(Provided information begins)

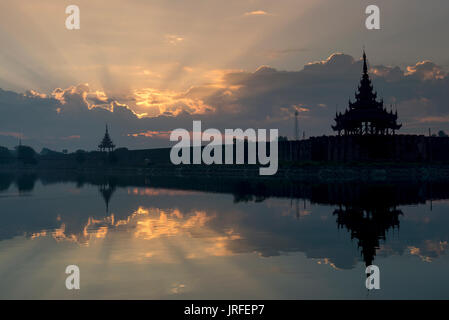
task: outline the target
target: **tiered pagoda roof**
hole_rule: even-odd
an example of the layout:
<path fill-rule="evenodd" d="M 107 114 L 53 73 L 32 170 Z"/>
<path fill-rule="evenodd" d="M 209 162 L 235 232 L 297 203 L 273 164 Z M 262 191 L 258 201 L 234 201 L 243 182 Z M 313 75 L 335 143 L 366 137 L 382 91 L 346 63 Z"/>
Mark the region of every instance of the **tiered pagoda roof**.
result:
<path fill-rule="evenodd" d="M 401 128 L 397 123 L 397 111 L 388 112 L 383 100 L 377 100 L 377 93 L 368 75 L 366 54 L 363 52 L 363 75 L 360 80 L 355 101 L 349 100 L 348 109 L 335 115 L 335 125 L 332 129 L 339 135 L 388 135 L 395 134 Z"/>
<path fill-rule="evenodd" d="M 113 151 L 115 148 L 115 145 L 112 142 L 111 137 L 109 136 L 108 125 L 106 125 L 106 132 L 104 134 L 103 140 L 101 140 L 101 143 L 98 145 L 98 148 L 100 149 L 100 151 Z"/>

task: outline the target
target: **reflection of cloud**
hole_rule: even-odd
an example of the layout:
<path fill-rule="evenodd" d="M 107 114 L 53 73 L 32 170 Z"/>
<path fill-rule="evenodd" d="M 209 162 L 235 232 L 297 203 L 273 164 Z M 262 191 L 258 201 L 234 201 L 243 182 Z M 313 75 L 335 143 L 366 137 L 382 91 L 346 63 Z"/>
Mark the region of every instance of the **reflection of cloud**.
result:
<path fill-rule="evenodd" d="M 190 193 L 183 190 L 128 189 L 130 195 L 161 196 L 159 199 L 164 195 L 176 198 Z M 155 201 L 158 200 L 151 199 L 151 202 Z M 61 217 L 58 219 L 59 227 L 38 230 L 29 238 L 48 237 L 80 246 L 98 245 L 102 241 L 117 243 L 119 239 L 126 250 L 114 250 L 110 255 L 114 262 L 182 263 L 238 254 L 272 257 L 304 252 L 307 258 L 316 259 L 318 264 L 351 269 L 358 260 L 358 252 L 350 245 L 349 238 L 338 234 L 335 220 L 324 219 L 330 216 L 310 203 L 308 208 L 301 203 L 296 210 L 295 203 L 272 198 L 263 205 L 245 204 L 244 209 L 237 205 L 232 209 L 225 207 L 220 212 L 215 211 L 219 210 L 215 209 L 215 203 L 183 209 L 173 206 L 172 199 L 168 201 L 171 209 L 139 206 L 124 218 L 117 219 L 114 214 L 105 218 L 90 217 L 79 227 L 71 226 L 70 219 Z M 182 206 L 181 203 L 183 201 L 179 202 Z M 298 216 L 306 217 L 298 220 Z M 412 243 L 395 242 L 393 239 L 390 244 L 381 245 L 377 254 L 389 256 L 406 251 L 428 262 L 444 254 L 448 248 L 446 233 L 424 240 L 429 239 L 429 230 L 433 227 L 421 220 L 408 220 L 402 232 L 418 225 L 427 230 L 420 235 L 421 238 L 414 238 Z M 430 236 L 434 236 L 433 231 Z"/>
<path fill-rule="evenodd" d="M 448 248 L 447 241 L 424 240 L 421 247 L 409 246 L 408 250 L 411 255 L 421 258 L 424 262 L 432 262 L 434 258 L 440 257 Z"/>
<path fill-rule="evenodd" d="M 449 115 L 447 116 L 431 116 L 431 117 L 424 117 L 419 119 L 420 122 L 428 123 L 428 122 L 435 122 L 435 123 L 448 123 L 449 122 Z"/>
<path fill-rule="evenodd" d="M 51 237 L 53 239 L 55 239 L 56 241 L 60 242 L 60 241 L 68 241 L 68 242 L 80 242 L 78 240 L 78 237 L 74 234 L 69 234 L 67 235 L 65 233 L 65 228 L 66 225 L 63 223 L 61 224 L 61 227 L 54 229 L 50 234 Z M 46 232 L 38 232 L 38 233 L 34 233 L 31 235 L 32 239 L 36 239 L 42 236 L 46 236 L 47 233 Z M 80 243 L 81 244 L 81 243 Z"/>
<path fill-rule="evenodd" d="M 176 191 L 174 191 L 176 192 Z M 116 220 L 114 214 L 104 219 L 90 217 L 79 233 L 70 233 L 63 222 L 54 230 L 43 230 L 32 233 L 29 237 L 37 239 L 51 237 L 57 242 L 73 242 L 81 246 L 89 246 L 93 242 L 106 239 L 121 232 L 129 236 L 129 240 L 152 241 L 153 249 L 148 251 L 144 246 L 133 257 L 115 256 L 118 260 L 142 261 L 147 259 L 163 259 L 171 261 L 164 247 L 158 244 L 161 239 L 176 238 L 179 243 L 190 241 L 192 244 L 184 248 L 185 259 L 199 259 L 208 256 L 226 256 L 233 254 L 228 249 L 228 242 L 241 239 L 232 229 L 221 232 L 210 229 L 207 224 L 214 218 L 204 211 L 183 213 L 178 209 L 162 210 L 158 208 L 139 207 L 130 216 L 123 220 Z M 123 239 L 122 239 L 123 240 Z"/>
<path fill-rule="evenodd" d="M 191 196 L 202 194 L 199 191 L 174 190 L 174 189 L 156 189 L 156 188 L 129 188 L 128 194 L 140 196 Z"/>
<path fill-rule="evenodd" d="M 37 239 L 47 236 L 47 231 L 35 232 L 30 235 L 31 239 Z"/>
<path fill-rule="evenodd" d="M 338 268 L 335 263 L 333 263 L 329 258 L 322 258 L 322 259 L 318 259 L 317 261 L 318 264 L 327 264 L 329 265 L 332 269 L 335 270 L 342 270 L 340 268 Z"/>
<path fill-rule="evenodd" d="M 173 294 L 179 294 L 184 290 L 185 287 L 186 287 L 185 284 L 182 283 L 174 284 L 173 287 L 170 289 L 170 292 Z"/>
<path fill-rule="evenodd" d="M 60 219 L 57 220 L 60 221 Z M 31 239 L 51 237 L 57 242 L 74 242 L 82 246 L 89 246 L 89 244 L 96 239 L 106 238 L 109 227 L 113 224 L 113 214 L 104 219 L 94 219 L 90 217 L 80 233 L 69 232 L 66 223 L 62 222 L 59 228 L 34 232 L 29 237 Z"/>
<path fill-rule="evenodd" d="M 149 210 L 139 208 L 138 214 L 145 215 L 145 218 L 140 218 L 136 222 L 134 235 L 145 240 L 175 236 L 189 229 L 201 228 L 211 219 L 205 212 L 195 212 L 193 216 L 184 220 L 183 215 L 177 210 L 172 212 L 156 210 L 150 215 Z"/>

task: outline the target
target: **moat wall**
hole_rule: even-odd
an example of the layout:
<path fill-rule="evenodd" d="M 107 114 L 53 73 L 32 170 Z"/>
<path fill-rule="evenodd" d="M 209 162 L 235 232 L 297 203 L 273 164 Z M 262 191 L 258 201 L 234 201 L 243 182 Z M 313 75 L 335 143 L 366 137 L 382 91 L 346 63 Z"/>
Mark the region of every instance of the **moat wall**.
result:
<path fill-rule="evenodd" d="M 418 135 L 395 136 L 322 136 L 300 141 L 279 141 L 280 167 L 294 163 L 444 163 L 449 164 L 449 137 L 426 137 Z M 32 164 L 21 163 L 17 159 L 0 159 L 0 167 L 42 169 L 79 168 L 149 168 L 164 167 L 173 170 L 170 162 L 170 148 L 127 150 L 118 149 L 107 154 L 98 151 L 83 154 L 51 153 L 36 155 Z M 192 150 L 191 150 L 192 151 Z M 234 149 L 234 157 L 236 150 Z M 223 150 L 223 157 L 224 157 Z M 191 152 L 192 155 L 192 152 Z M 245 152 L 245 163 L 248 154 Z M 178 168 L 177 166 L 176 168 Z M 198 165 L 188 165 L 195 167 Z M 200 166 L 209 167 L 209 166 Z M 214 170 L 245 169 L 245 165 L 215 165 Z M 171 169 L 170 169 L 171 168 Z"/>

(Provided information ends)

### Prompt
Take the word "moat" and find each line of the material that contains it. Copy those lines.

### Completed exercise
target: **moat wall**
Mark the region of every instance of the **moat wall**.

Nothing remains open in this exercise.